• [Requirements] Repeat each line exactly as it is written.

### Materials provided ###

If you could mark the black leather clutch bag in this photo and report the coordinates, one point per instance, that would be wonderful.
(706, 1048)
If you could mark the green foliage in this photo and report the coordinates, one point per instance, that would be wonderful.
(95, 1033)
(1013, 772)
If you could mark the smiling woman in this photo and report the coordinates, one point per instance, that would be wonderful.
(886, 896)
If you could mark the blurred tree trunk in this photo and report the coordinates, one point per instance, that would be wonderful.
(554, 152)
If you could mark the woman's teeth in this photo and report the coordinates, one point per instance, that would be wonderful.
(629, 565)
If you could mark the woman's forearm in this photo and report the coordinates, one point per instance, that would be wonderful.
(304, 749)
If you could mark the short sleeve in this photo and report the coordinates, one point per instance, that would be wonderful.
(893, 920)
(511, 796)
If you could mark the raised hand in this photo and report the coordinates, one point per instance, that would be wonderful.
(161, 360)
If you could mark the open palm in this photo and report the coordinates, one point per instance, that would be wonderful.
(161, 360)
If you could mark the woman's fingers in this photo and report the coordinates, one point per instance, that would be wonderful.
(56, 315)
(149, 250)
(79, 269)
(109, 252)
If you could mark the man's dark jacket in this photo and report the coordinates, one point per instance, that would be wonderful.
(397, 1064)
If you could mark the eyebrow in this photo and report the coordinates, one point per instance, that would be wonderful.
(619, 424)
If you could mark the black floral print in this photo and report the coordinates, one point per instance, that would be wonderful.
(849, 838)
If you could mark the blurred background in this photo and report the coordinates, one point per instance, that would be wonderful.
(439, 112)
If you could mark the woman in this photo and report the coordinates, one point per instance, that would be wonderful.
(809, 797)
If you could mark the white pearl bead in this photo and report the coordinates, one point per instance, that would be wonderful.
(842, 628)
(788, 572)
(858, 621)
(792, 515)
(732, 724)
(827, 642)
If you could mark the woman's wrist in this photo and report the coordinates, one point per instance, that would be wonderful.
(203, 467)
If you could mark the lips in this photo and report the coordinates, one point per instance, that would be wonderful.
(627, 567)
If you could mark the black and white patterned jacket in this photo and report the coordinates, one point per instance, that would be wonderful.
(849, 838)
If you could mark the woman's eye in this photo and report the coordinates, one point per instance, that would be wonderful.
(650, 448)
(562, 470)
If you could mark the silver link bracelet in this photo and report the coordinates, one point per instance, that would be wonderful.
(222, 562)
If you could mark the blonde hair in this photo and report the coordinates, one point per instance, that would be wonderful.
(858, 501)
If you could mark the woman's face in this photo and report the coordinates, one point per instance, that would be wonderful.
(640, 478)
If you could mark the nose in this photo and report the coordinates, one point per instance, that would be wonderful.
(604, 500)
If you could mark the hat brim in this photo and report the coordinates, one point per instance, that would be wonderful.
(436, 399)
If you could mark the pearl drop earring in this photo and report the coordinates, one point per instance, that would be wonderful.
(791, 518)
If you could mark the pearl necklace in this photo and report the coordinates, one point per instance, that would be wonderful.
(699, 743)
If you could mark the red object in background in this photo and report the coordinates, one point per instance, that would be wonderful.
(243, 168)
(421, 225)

###

• [Output of the task]
If you could mark the black leather clutch bag in this photo and report the coordinates, one point per instance, that would be wonderful.
(706, 1048)
If you could mark the green foliage in this photo and report the coordinates, one point per instance, that would be wonderful.
(95, 1033)
(1013, 772)
If you could mark the smiling woman in this photo and report the coordinates, one point per instance, that would be wonderful.
(886, 896)
If you could mark the blurred tree trunk in this photo and report the coordinates, one point per instance, that would be wonderful.
(554, 152)
If you could mark the woman's teeth in this photo and report the coordinates, one point per instance, that would be wonderful.
(629, 565)
If you could mark the woman's forearm in this photo and report the coordinates, one point per instance, that would be wonderful.
(304, 749)
If you could mark the short sleeve in this photo and report the coordinates, one point per instance, that would be wonderful.
(893, 920)
(511, 796)
If you could mark the raised hand in this photo and report the coordinates, one point per instance, that would be wonderful.
(161, 360)
If you could mark the open palm in this photo and report the coordinates, one point per instance, that would be wonderful.
(161, 360)
If you could mark the woman's fingers in this photo and report the coordinates, one point per instance, that would be wonderful.
(56, 315)
(149, 250)
(79, 269)
(109, 252)
If you could mark the man's dark jacket in this photo and report the coordinates, one point per instance, that would be wonderful.
(397, 1064)
If you could mark the eyebrow in this photo and report the coordinates, one point per instance, that would be wonderful.
(619, 424)
If you could mark the black floral print in this photo and report the coordinates, one point per instance, that would be wonderful.
(849, 838)
If you could mark the blurred background in this photo and report the coordinates, one point per instance, that would be wonderful.
(439, 112)
If you could mark the woman in this photo and report the coordinates, one point per instance, that would be wonderful.
(809, 797)
If you could mark the white pearl bead in this photo and report the coordinates, one point per instance, that would be wonderful.
(842, 628)
(788, 572)
(858, 621)
(792, 515)
(732, 724)
(827, 642)
If you could mark the woman's wrist in this photo and report the coordinates, one point per instance, that would be wonderful.
(203, 467)
If you could mark the lips in this photo and report the coordinates, one point per instance, that would be wonderful.
(627, 567)
If you could mark the black and white patterned jacket in this photo and report the coordinates, one point per instance, that would be wonderful.
(849, 838)
If you could mark the woman's eye in this photo and report the coordinates, one point per instance, that would be wonderful.
(650, 448)
(562, 470)
If you could mark the silver link bracelet in this photo and report the coordinates, one point per instance, that would be wonderful.
(222, 562)
If you could mark the blonde hair in this photo and report the coordinates, one point per instance, that would be wonderful.
(858, 501)
If you could mark the woman's face in this photo and report the coordinates, one point per instance, that would be wonderful.
(640, 478)
If you could mark the nose in this photo and report the coordinates, one point per instance, that would be wonderful.
(604, 500)
If you could mark the hat brim in this photo and report the coordinates, one point per instance, that would be wonderful.
(436, 399)
If you could mark the pearl drop earring in this photo and report the coordinates, one point per instance, that would be wonderful.
(791, 518)
If you could mark the pearl necklace in this photo and report the coordinates, one point per instance, that would be wonderful.
(699, 743)
If you could mark the red object in background in this photo and report the coordinates, one point per instance, that would be wonderful.
(243, 168)
(421, 225)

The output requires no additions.